Leave the pictures out and return every line below exactly.

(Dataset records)
+++

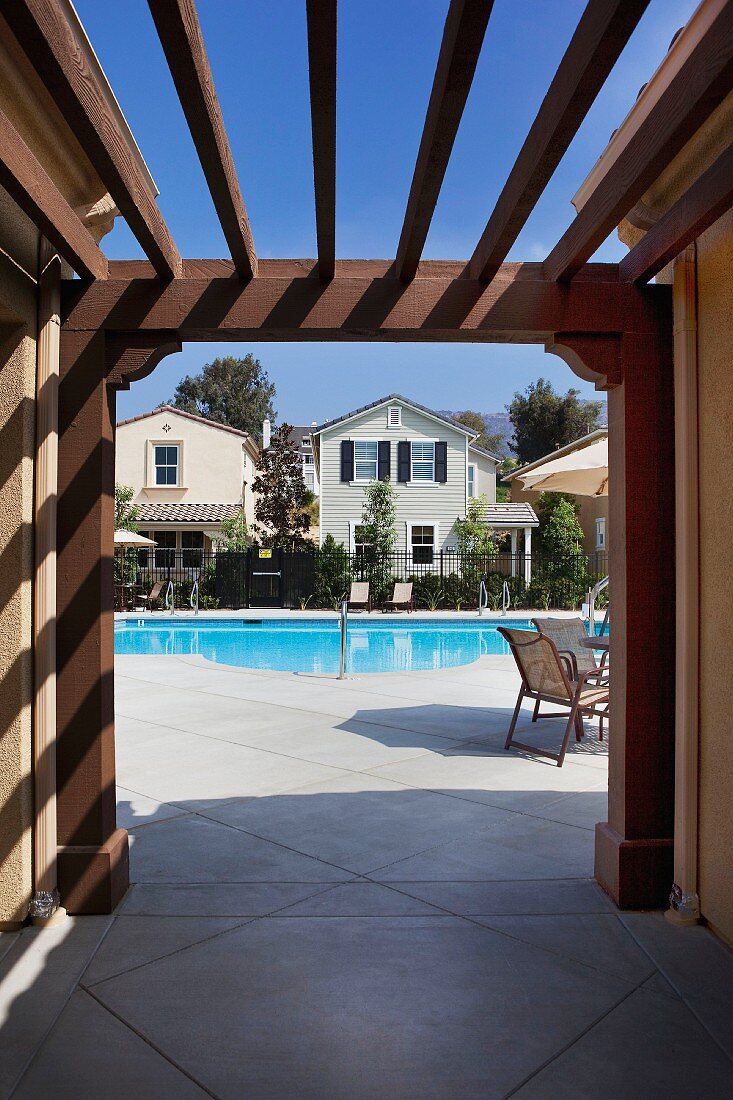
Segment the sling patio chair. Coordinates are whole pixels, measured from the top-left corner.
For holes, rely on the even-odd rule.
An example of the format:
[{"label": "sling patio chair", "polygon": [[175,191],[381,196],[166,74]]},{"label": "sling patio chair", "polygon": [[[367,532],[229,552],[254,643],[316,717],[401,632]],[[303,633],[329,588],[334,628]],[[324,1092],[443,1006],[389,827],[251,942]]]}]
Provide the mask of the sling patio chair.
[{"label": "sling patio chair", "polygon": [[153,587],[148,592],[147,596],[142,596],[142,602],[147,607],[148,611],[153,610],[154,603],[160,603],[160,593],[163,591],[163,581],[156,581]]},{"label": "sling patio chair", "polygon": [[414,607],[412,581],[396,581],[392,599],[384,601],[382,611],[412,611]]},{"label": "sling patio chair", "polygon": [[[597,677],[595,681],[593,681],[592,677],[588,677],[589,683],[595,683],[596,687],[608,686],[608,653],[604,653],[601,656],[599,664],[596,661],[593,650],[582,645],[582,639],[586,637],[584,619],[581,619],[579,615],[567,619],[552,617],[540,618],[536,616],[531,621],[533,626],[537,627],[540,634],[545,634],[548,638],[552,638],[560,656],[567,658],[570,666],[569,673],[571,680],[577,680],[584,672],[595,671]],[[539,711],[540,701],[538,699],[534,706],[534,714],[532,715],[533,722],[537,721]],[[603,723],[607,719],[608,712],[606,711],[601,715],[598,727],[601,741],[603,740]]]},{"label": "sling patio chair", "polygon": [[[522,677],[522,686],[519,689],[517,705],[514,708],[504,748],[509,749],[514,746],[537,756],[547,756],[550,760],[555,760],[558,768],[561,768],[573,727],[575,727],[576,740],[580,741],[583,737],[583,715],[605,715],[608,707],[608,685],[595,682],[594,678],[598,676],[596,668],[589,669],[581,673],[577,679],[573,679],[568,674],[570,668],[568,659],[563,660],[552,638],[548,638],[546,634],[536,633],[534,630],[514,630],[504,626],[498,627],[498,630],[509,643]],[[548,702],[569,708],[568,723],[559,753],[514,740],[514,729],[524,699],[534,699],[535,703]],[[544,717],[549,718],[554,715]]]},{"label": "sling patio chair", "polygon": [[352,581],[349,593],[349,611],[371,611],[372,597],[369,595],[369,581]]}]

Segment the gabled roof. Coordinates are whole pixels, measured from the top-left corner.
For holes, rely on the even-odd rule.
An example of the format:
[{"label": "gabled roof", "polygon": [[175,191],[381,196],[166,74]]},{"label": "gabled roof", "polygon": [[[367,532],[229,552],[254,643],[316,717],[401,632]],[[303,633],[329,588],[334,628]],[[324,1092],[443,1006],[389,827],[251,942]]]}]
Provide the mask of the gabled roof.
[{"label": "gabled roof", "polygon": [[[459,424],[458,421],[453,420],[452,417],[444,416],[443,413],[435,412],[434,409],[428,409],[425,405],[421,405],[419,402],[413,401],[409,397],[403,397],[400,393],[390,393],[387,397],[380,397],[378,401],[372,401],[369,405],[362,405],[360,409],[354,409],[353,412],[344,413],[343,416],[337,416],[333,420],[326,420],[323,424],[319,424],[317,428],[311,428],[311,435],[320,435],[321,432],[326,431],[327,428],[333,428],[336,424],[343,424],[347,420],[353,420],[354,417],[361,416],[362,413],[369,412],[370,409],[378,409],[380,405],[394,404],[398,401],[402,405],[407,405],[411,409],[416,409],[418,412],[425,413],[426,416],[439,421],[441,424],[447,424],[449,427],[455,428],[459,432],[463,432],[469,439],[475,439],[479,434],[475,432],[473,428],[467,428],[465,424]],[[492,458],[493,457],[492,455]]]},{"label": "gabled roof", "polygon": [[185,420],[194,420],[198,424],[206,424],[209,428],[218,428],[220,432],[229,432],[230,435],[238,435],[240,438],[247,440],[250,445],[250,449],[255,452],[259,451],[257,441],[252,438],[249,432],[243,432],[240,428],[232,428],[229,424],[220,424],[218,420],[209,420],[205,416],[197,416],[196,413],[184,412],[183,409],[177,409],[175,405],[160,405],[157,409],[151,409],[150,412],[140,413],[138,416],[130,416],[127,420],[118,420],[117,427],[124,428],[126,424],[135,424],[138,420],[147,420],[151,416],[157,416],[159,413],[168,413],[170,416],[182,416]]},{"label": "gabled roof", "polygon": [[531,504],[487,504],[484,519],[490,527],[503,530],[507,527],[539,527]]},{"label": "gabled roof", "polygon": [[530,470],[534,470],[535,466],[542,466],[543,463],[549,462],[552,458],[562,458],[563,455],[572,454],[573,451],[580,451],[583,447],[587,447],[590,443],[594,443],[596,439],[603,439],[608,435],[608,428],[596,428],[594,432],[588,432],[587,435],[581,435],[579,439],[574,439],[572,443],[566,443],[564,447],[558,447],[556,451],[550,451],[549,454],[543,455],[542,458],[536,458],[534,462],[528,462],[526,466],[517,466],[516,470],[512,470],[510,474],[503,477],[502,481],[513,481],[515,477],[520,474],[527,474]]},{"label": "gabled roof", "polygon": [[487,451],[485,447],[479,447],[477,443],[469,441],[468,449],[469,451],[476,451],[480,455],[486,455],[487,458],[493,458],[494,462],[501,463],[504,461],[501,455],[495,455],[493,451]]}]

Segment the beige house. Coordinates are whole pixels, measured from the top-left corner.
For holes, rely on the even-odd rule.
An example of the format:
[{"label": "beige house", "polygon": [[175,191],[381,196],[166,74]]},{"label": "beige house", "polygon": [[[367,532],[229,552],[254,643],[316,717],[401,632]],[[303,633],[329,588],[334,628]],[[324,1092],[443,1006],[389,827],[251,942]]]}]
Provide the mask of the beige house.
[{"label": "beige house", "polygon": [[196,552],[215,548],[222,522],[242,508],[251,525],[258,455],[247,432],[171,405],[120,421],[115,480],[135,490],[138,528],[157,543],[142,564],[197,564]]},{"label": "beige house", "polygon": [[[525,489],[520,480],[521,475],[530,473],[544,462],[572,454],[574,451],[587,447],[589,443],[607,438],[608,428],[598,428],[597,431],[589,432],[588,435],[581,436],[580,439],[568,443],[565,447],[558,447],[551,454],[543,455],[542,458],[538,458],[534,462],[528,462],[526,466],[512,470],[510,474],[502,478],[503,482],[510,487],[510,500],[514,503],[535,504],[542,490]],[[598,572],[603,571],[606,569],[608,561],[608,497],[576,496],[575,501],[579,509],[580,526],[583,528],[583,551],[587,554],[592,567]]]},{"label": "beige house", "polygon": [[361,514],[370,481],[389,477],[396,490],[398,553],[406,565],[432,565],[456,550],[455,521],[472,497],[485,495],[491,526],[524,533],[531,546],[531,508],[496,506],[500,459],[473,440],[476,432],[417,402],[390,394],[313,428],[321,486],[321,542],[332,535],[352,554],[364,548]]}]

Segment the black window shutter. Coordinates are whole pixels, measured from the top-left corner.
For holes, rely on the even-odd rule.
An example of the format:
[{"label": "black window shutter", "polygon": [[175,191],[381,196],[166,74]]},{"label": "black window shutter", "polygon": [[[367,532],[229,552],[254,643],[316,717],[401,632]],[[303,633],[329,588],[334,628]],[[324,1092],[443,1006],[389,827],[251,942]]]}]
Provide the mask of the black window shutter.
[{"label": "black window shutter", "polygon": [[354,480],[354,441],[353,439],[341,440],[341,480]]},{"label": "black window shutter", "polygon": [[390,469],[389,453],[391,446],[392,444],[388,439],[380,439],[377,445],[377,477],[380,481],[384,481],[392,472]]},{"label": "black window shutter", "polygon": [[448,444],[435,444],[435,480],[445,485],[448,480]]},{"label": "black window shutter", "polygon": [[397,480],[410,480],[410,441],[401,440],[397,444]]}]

+++

> [YOUR RESPONSE]:
Segment the sling patio chair. Coordinates are whole pixels, measured from the top-left corner.
For holes, rely on the even-odd rule.
An example of the format:
[{"label": "sling patio chair", "polygon": [[175,191],[381,196],[166,74]]},{"label": "sling patio chair", "polygon": [[[367,532],[229,552],[254,643],[316,717],[401,632]],[[303,633],[329,588],[334,628]],[[324,1092],[443,1006],[389,827],[251,942]]]}]
Provide the mask of the sling patio chair.
[{"label": "sling patio chair", "polygon": [[153,587],[148,592],[147,596],[142,596],[142,602],[147,607],[148,611],[153,610],[154,603],[160,603],[160,593],[163,591],[163,581],[156,581]]},{"label": "sling patio chair", "polygon": [[414,607],[412,581],[396,581],[392,599],[384,601],[382,611],[412,611]]},{"label": "sling patio chair", "polygon": [[[597,677],[595,681],[593,681],[592,677],[588,677],[589,683],[595,683],[596,687],[608,686],[608,653],[604,653],[601,656],[599,664],[596,661],[593,650],[582,645],[582,639],[586,637],[584,619],[581,619],[579,615],[567,619],[552,617],[540,618],[536,616],[531,621],[533,626],[537,627],[540,634],[545,634],[548,638],[552,638],[560,656],[567,658],[570,666],[569,673],[571,680],[577,680],[584,672],[595,671]],[[539,711],[540,701],[538,699],[534,706],[534,714],[532,715],[533,722],[537,721]],[[603,723],[607,719],[608,712],[606,711],[601,715],[598,727],[601,741],[603,740]]]},{"label": "sling patio chair", "polygon": [[[522,677],[522,686],[519,689],[517,705],[514,708],[504,748],[509,749],[514,746],[537,756],[547,756],[550,760],[555,760],[558,768],[561,768],[573,727],[575,727],[576,740],[580,741],[583,737],[583,715],[605,715],[608,707],[608,685],[595,682],[594,678],[598,676],[596,668],[589,669],[581,673],[577,679],[573,679],[568,674],[570,668],[568,659],[563,660],[552,638],[548,638],[546,634],[536,633],[534,630],[514,630],[504,626],[498,627],[498,630],[509,643]],[[548,702],[569,708],[568,723],[559,753],[514,740],[514,729],[524,699],[534,699],[535,703]],[[544,717],[549,718],[554,715]]]},{"label": "sling patio chair", "polygon": [[352,581],[349,593],[349,611],[371,611],[372,597],[369,595],[369,581]]}]

Segment the gabled roof. Coordinates are whole pixels, measured from the top-left corner.
For holes, rely on the even-odd rule.
An example of the format:
[{"label": "gabled roof", "polygon": [[175,191],[381,196],[166,74]]},{"label": "gabled roof", "polygon": [[[367,532],[229,552],[254,643],[316,717],[401,632]],[[303,633],[329,588],[334,628]],[[324,1092],[443,1006],[389,827],[251,942]]]}]
Provide the mask of the gabled roof.
[{"label": "gabled roof", "polygon": [[[459,424],[458,421],[453,420],[452,417],[444,416],[443,413],[435,412],[434,409],[428,409],[425,405],[421,405],[419,402],[413,401],[409,397],[403,397],[400,393],[390,393],[387,397],[380,397],[378,401],[372,401],[369,405],[362,405],[360,409],[354,409],[353,412],[344,413],[343,416],[337,416],[333,420],[326,420],[323,424],[319,424],[317,428],[311,428],[311,435],[320,435],[321,432],[326,431],[327,428],[333,428],[336,424],[343,424],[347,420],[353,420],[354,417],[361,416],[362,413],[369,412],[370,409],[378,409],[380,405],[394,404],[398,401],[402,405],[407,405],[411,409],[416,409],[418,412],[425,413],[426,416],[439,421],[441,424],[447,424],[449,427],[455,428],[459,432],[463,432],[469,439],[475,439],[479,434],[475,432],[473,428],[467,428],[465,424]],[[492,458],[493,457],[492,455]]]},{"label": "gabled roof", "polygon": [[185,420],[194,420],[198,424],[206,424],[209,428],[218,428],[220,432],[229,432],[230,435],[238,435],[240,438],[247,440],[250,445],[250,449],[255,452],[259,451],[257,441],[252,438],[249,432],[243,432],[240,428],[232,428],[229,424],[220,424],[218,420],[209,420],[205,416],[197,416],[196,413],[184,412],[183,409],[177,409],[175,405],[160,405],[157,409],[151,409],[150,412],[140,413],[138,416],[130,416],[127,420],[118,420],[117,427],[124,428],[126,424],[135,424],[138,420],[147,420],[151,416],[157,416],[159,413],[168,413],[170,416],[182,416]]},{"label": "gabled roof", "polygon": [[531,504],[487,504],[484,519],[490,527],[503,530],[507,527],[539,527]]},{"label": "gabled roof", "polygon": [[530,470],[534,470],[535,466],[542,466],[543,463],[549,462],[552,458],[562,458],[563,455],[572,454],[573,451],[580,451],[583,447],[587,447],[590,443],[594,443],[596,439],[603,439],[608,435],[608,428],[596,428],[594,432],[588,432],[587,435],[581,435],[579,439],[574,439],[572,443],[566,443],[564,447],[558,447],[556,451],[550,451],[549,454],[543,455],[542,458],[536,458],[534,462],[528,462],[526,466],[517,466],[516,470],[512,470],[510,474],[503,477],[502,481],[513,481],[515,477],[520,474],[527,474]]},{"label": "gabled roof", "polygon": [[487,451],[485,447],[479,447],[477,443],[469,441],[468,449],[469,451],[476,451],[480,455],[486,455],[487,458],[493,458],[494,462],[501,463],[504,461],[501,455],[495,455],[493,451]]}]

Segment the beige house. Coordinates are whole pixels, measured from the top-left corner.
For holes, rely on the even-odd rule.
An example of the format:
[{"label": "beige house", "polygon": [[175,191],[381,196],[166,74]]},{"label": "beige house", "polygon": [[[367,532],[229,552],[254,643],[316,717],[401,632]],[[303,633],[329,588],[334,628]],[[324,1092],[443,1006],[389,827],[251,942]]]}]
Provide the mask of the beige house.
[{"label": "beige house", "polygon": [[196,552],[215,548],[222,522],[242,508],[251,525],[258,455],[247,432],[171,405],[120,421],[115,480],[135,490],[138,528],[157,543],[142,564],[197,564]]},{"label": "beige house", "polygon": [[[525,489],[520,480],[521,475],[530,473],[544,462],[572,454],[574,451],[587,447],[589,443],[607,438],[608,428],[598,428],[597,431],[589,432],[588,435],[581,436],[580,439],[568,443],[565,447],[558,447],[551,454],[543,455],[542,458],[538,458],[534,462],[528,462],[526,466],[512,470],[510,474],[502,478],[503,482],[510,487],[510,500],[514,503],[535,504],[542,490]],[[598,572],[603,571],[606,569],[608,561],[608,497],[576,496],[575,501],[579,509],[580,526],[583,528],[583,551],[587,554],[592,567]]]},{"label": "beige house", "polygon": [[361,514],[370,481],[389,477],[396,490],[398,553],[406,565],[432,565],[456,550],[455,521],[472,497],[485,495],[491,526],[524,533],[531,546],[531,508],[496,506],[500,459],[473,440],[476,432],[417,402],[390,394],[313,428],[321,486],[321,542],[332,535],[352,554],[364,548]]}]

Segment the black window shutter. Coordinates are whole pixels, measured from the top-left corner.
For holes, rely on the even-odd rule.
An example of the format:
[{"label": "black window shutter", "polygon": [[175,191],[381,196],[166,74]]},{"label": "black window shutter", "polygon": [[[367,532],[229,552],[254,643],[316,717],[401,632]],[[303,633],[329,588],[334,628]],[[324,1092],[443,1006],[389,827],[251,942]]]}]
Provide the mask of the black window shutter.
[{"label": "black window shutter", "polygon": [[354,480],[354,441],[353,439],[341,440],[341,480]]},{"label": "black window shutter", "polygon": [[390,469],[389,453],[391,446],[392,444],[388,439],[380,439],[377,445],[377,477],[380,481],[384,481],[392,472]]},{"label": "black window shutter", "polygon": [[448,444],[435,444],[435,480],[445,485],[448,480]]},{"label": "black window shutter", "polygon": [[397,480],[410,480],[410,441],[401,440],[397,444]]}]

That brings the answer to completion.